__Exercise__: Set down the entries below exactly, leaving out all images.

__Data excerpts__:
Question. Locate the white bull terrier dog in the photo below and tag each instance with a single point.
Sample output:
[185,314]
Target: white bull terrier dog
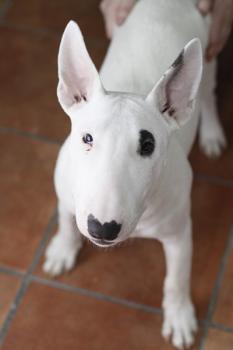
[123,171]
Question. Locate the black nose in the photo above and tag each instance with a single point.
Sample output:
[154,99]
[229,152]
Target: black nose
[108,231]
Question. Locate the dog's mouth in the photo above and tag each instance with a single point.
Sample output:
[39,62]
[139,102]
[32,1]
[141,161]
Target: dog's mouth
[103,243]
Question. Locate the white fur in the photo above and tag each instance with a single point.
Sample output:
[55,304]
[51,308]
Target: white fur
[148,196]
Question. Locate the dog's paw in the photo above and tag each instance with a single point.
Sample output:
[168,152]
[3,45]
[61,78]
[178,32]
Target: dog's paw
[60,255]
[180,325]
[213,141]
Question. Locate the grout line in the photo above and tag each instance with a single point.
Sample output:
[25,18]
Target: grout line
[96,42]
[43,243]
[215,180]
[4,9]
[216,288]
[96,295]
[11,271]
[25,281]
[28,134]
[221,327]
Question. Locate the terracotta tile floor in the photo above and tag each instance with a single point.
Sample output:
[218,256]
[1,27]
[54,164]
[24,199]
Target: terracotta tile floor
[112,298]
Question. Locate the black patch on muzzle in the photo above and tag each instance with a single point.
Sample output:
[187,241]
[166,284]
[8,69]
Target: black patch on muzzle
[107,231]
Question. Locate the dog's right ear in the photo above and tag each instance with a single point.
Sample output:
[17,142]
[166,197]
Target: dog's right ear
[78,77]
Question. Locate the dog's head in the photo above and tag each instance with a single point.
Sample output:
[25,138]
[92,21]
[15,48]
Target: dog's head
[118,141]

__Answer for the task__:
Question. Locate the white bull terrier dog in the photo below and tag each instance with a single point.
Sample output:
[185,314]
Target: white bull terrier dog
[123,171]
Question. Locate the black nose in the photo above and tag each instance with a single point.
Sample output:
[154,99]
[229,152]
Target: black nose
[108,231]
Question. Locate the dog's mouth in the photo above and tag each instance with a single point.
Sample output:
[39,62]
[139,102]
[32,1]
[141,161]
Target: dog's mouth
[103,243]
Question. Locate the white fur in the photo above and tag each instance with a single point.
Sample output:
[55,304]
[51,308]
Target: white fur
[148,196]
Question. Locate the dog's paw in the photo above and tag each instance with a single point.
Sample output:
[168,152]
[3,45]
[61,78]
[178,32]
Target: dog's paw
[60,255]
[180,325]
[213,141]
Question. Locate the grout line in the photo above and tag each instance with a single point.
Sample output:
[25,18]
Target: grout line
[96,42]
[43,243]
[215,180]
[4,9]
[216,288]
[96,295]
[11,271]
[25,281]
[28,134]
[221,327]
Question. Locate the terracotta tile floor in the photo above and tag each instance with a single point.
Sample output:
[218,256]
[1,27]
[54,164]
[24,199]
Target: terracotta tile floor
[112,298]
Question. Locate the black patch on muzzle in the photo above and tag each instance with a single point.
Sample output:
[187,241]
[166,284]
[8,69]
Target: black patch on muzzle
[107,231]
Question. Locate the dog's right ear in the photo above and tag each instance with a single point.
Sample output:
[17,142]
[166,197]
Target: dog's right ear
[78,77]
Question. Locate the dog's head in the photo above and tag each instance with a single point.
Sample output:
[25,138]
[92,21]
[15,48]
Target: dog's head
[118,141]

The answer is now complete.